> PROBLEM STATEMENT: Copy out every line of the records below, requests included, and raise each coordinate in the answer points by 19.

Records from a collection:
========================================

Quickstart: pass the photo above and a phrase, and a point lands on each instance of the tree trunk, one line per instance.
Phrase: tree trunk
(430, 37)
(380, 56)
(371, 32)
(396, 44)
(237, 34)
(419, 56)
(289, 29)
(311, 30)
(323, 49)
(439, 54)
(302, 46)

========================================

> EXERCISE SOLUTION:
Quickstart: pass the photo above and a phrase, and a point lands on each instance of the tree trunk, one line per instance.
Phrase: tree trunk
(449, 56)
(399, 75)
(390, 51)
(415, 63)
(256, 53)
(438, 75)
(308, 48)
(330, 49)
(342, 68)
(458, 73)
(321, 65)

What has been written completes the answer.